>> BEGIN TASK INPUTS

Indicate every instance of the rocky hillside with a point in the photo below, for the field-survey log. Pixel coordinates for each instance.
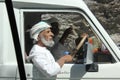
(108, 13)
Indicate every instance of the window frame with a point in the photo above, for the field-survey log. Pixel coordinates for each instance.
(94, 29)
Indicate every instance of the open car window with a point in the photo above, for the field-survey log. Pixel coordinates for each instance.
(69, 28)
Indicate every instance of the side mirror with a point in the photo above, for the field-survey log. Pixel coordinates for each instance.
(92, 67)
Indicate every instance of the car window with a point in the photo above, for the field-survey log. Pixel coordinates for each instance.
(69, 29)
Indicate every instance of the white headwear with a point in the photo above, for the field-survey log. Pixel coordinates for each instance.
(37, 28)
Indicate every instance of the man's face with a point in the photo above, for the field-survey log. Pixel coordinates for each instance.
(46, 37)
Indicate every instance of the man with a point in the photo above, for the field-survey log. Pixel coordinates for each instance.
(44, 65)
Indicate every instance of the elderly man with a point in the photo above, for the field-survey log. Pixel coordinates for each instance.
(44, 65)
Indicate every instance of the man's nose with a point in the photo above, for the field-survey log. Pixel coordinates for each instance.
(52, 34)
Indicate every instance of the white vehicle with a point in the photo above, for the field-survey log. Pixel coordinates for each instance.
(104, 65)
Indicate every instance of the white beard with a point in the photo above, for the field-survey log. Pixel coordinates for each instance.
(49, 43)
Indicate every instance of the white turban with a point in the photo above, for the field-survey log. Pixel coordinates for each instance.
(37, 28)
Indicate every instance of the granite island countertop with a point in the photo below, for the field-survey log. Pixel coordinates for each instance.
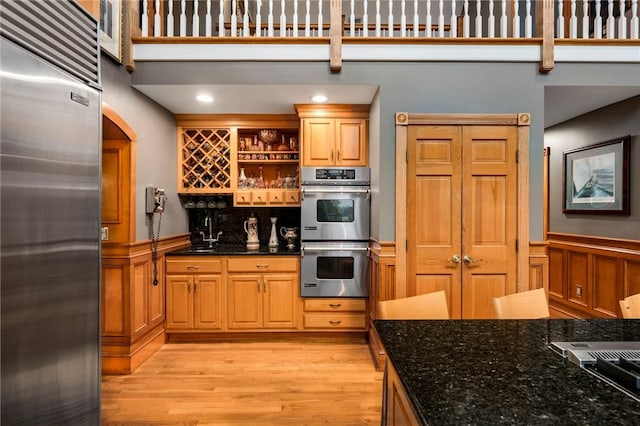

>> END TASK INPUTS

SHORT PROBLEM> Can you put all of the lines above into a JSON list of strings, one string per line, leaving out blank lines and the pictures?

ANSWER>
[
  "Indicate every instance of the rocky hillside with a point in the photo below, for the field-survey log. Pixel coordinates for each instance.",
  "(108, 13)",
  "Indicate every instance of the window frame with a point in the photo above, for the field-survey log. Pixel coordinates for each instance.",
  "(94, 29)",
  "Indicate every instance of the open car window with a point in the photo above, for the field-survey log. Pixel coordinates for each instance.",
  "(69, 28)",
  "Indicate every instance of the side mirror with a point in the photo above, for the field-survey log. Pixel coordinates for each instance.",
  "(92, 67)",
  "Indicate every instance of the car window with a point in the photo above, for the field-survey log. Pixel coordinates for each instance.",
  "(69, 29)",
  "Indicate every instance of the white headwear with a point in the photo above, for the field-survey log. Pixel coordinates for each instance.",
  "(37, 28)",
  "Indicate every instance of the man's face with a point in the photo above, for the field-survey log. Pixel coordinates for each instance.",
  "(46, 37)",
  "Indicate every instance of the man with a point in the photo above, for the field-survey log. Pixel coordinates for each instance.",
  "(44, 65)",
  "Indicate every instance of the elderly man with a point in the photo above, for the field-survey log. Pixel coordinates for each instance.",
  "(44, 65)",
  "Indicate every instance of the man's nose with a point in the photo above, for the field-survey log. Pixel coordinates for each instance.",
  "(52, 34)",
  "Indicate every instance of the white vehicle with a point in the photo above, for the field-survey log. Pixel coordinates for each instance.",
  "(104, 65)",
  "Indicate every instance of the white beard with a point in the photo above, for the field-survey log. Pixel coordinates for each instance.",
  "(49, 43)",
  "Indicate every instance of the white turban with a point in the photo above, for the field-survey log. Pixel coordinates for each instance.",
  "(37, 28)",
  "Indicate every instance of the granite island countertop with a point in the photo below, for the field-survey log. Pixel coordinates for each instance."
]